═══ Provided material

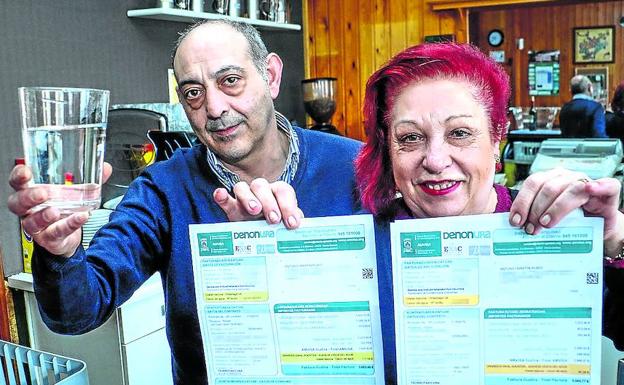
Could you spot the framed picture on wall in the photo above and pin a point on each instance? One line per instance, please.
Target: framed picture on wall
(599, 77)
(594, 44)
(439, 38)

══════

■ Goal
Please rescale each entry: reproduce every line, requests included, but multiply each point coordinate in the answers by 0.4 and round to the nearest whole number, with halves rounding up. Omit the pictures.

■ Finished task
Could you spot the framed picture on wall in the photo above and pin a point on each instance? One line per instance, please.
Target: framed picture on wall
(240, 31)
(238, 18)
(176, 15)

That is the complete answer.